(Reading text)
You see, PVA embodies what Veterans Day is all about. Originally called Armistice Day, Nov. 11 was a celebration of the end of World War I, which was to be the war to end all wars. The 11th hour, of the 11th day, of the 11th month signaled the end of those tragic years of war that ravaged Europe and the world.
Then-President Dwight Eisenhower officially changed its name to Veterans Day in 1954. In 1968, Congress passed the Uniform Monday Holiday Act, which moved it to the fourth Monday in October. It officially moved in 1971 and stayed there until then-President Gerald Ford moved it back to its rightful place on Nov. 11 in 1975 because of the day’s significance.
Veterans Day commemorates veterans of all wars. We honor those who served from every era, every branch, every year. To me, this remembrance is even more than ceremonies and gatherings. It’s about being a part of the small community of people who stepped up to serve this nation and defend it. It’s about still serving with those who take on the mantle and continue to serve our nation.
We are a small but mighty group, a family. I’m honored now to serve alongside those who didn’t put on a uniform because they’re serving our nation and us military members. I’m thankful that the biggest part of my life is my immediate family of parents, brother and sister, niece and nephew, aunts, uncles and cousins. But there’s a much broader term of family — the family that built an integral part of our lives. They are my extended family from church, school, work, neighbors and for me, the military.
I always look forward to Thanksgiving because I’m blessed every year to celebrate this special remembrance with my immediate family and extended family. For me, this is the best time to reflect and honor those who have made our lives better and those who sacrifice today for our lives.
Please take a moment and reach out and spread some kindness to your neighbor and others in need. Let’s remember who we are as a nation. We are the melting pot of the world. Let’s live together, strive for a better life and put down our differences. Let’s be a strong country together!

(Exercise set)
- 1) Retype the part of the Veterans Day piece from "I always look" up to and including "for our lives.".
- 2) Answer these questions from the Veterans Day piece:
(a) Which president changed the holiday's name to Veterans Day, and in what year?
(b) What law did Congress pass in 1968 that moved the holiday?
(c) Which holiday does the writer say they always look forward to?
- 3) Name every source of extended family that the writer lists in the Veterans Day piece.

(Material supplied)
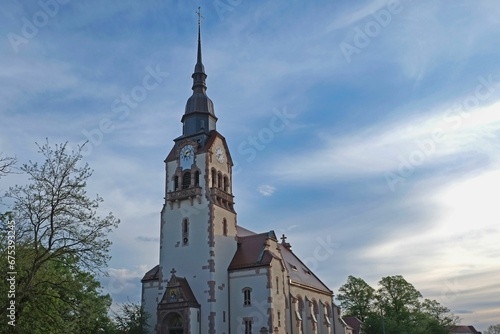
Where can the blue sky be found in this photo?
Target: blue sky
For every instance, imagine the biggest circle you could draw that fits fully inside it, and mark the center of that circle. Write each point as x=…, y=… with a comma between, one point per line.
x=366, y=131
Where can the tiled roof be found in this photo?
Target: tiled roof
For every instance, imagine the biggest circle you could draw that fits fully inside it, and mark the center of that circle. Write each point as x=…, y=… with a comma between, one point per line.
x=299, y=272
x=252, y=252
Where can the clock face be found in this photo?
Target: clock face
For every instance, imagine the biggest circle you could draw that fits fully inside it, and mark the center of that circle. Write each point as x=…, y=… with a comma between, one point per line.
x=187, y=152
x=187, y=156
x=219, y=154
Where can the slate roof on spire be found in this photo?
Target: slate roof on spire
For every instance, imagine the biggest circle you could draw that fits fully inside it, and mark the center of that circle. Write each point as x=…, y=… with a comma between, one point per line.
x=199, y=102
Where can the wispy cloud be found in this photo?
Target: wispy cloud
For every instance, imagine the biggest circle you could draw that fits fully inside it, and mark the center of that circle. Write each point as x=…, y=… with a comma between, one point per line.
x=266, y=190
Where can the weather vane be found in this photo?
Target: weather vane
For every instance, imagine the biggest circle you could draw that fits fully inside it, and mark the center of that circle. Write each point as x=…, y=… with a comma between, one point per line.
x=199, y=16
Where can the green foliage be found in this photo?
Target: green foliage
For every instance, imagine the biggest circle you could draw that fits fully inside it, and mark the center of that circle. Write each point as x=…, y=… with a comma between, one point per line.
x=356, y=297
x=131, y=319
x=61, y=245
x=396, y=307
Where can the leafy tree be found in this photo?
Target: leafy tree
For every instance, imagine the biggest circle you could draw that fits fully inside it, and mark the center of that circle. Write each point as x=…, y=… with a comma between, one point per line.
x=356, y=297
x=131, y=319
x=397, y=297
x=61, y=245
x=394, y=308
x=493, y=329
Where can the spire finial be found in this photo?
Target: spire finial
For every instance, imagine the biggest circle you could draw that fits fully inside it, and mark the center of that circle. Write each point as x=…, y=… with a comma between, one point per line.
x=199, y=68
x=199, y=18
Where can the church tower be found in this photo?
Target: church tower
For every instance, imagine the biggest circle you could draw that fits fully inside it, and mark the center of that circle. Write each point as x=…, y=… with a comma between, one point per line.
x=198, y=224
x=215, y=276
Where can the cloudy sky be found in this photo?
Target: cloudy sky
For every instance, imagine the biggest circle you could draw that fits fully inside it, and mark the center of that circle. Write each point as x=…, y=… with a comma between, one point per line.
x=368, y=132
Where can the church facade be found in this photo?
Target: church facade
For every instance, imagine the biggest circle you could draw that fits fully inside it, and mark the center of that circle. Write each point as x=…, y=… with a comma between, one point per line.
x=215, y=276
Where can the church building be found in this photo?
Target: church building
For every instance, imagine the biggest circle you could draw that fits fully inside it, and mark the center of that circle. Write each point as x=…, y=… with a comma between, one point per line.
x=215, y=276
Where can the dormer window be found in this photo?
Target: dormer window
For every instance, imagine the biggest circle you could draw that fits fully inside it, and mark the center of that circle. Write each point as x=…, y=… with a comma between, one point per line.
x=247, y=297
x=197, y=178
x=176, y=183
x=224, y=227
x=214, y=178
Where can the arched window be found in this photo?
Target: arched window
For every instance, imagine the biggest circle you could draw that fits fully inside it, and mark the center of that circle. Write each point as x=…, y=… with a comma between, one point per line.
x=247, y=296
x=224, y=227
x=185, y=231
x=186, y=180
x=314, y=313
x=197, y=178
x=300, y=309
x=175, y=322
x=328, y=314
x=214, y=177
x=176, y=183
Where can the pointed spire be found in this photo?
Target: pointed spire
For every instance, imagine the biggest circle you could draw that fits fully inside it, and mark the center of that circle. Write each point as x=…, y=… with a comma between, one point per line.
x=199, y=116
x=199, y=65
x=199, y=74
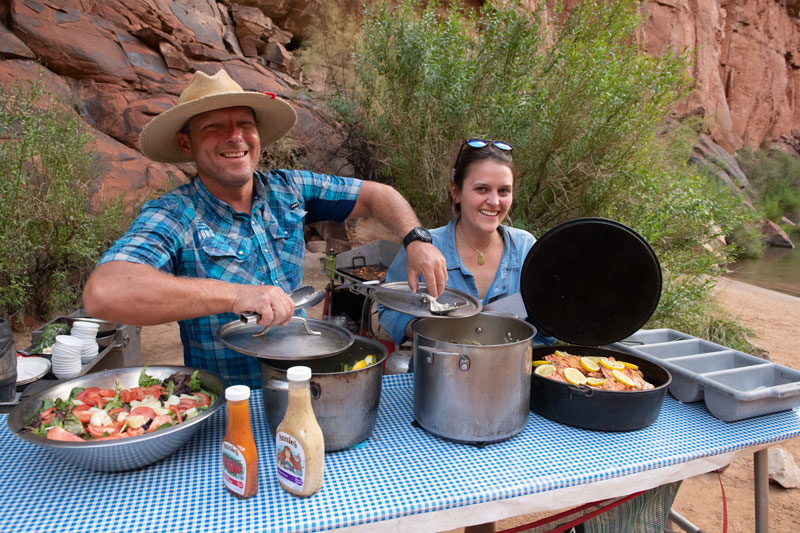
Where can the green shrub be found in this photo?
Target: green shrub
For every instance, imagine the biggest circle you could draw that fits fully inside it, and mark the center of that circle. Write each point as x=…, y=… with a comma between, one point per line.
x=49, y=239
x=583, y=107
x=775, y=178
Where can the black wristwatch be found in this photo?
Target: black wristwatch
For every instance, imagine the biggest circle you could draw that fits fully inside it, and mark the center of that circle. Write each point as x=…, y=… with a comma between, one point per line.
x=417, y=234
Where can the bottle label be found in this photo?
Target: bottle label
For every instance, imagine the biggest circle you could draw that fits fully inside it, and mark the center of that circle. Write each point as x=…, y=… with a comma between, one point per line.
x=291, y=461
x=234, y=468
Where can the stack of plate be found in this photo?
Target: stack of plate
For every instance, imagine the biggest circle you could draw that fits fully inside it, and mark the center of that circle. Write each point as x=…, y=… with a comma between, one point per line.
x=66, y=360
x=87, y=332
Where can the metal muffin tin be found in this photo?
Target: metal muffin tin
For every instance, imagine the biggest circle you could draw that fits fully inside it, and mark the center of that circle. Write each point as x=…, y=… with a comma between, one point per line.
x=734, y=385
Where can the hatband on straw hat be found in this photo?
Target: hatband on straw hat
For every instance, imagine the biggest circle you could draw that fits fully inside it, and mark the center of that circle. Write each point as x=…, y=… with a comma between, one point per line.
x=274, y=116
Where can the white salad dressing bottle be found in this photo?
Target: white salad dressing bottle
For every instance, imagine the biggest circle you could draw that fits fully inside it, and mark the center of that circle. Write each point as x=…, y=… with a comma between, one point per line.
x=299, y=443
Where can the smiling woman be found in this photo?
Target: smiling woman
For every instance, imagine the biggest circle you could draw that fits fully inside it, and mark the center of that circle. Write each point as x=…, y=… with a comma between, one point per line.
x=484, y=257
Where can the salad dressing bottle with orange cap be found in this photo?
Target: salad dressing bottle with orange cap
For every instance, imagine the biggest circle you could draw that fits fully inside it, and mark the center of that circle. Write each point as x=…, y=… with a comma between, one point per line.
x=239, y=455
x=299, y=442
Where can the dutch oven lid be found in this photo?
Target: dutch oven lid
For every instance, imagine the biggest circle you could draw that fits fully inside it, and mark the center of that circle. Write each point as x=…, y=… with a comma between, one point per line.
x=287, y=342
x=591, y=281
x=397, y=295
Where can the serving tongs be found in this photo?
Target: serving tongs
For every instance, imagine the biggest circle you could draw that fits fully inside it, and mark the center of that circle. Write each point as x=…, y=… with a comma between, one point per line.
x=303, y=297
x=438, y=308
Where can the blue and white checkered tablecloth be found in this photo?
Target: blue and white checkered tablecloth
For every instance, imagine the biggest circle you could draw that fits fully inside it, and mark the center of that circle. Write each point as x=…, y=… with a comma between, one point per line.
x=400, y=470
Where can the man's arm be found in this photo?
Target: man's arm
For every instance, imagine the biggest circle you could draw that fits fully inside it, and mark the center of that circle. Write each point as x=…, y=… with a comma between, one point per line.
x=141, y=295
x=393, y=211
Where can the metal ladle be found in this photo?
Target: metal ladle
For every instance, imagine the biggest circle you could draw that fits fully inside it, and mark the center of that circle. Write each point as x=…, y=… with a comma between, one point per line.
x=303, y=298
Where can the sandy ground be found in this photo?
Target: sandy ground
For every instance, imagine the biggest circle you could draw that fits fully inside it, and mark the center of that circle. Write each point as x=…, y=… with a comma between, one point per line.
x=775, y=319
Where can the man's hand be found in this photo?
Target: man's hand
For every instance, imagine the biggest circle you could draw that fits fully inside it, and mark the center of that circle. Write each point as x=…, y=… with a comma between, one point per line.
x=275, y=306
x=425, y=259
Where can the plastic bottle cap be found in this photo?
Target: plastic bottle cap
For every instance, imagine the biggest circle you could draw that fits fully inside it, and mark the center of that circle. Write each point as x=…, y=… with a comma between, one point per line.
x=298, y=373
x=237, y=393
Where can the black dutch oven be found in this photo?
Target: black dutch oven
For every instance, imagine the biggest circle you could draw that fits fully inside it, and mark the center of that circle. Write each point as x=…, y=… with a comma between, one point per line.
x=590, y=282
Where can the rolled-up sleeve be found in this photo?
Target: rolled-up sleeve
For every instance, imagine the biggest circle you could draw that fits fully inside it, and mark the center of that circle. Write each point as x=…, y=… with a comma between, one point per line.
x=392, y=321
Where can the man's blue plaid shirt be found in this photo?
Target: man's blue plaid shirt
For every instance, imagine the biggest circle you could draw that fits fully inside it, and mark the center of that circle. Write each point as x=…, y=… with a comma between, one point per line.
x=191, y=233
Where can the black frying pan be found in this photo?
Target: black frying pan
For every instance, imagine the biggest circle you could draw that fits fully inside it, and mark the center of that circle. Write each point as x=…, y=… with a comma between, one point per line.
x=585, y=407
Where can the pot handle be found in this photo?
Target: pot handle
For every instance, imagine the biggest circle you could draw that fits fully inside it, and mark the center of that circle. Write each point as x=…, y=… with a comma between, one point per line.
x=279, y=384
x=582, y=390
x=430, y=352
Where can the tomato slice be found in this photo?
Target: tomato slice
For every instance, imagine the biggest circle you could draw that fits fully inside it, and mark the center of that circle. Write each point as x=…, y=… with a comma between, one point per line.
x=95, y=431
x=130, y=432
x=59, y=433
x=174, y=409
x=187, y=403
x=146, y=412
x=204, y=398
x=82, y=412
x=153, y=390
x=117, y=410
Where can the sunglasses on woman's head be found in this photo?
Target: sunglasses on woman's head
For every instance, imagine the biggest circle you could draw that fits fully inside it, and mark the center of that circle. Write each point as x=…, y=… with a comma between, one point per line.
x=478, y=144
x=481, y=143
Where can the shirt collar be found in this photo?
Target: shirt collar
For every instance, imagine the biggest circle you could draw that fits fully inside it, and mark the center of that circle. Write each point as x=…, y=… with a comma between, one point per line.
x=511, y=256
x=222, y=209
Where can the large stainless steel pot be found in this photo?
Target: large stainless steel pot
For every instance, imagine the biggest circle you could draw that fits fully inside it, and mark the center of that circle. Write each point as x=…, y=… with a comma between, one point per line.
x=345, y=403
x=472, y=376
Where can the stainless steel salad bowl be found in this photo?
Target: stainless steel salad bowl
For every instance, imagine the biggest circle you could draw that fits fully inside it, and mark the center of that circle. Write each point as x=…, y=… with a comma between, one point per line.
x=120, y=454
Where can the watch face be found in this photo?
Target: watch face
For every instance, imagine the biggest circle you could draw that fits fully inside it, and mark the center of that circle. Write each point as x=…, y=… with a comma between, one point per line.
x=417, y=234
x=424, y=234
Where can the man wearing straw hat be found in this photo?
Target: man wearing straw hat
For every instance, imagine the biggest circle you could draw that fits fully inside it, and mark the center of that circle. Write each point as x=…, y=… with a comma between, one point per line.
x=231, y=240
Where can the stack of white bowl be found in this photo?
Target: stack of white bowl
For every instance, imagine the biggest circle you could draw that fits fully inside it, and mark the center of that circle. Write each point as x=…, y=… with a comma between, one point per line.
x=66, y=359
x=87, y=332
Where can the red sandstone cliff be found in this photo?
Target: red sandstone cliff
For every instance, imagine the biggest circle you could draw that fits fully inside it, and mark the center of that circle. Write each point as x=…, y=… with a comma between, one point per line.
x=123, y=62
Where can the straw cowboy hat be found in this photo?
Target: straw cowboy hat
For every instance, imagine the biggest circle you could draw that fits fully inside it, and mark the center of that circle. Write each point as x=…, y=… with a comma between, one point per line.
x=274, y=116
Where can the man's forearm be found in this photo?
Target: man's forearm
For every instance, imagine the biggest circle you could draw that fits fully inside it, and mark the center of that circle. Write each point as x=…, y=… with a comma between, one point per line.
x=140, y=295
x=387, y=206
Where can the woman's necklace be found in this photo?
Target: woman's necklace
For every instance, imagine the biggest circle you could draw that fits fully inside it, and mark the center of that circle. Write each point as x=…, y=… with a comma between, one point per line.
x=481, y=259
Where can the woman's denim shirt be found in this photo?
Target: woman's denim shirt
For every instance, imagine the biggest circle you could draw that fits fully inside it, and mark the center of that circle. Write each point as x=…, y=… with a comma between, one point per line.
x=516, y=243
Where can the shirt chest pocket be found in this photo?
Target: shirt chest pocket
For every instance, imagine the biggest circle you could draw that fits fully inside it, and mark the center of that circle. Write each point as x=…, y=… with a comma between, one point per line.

(Full solutions)
- 1)
I always look forward to Thanksgiving because I’m blessed every year to celebrate this special remembrance with my immediate family and extended family. For me, this is the best time to reflect and honor those who have made our lives better and those who sacrifice today for our lives.

- 2)
(a) Dwight Eisenhower, in 1954
(b) The Uniform Monday Holiday Act
(c) Thanksgiving

- 3) Church, school, work, neighbors, the military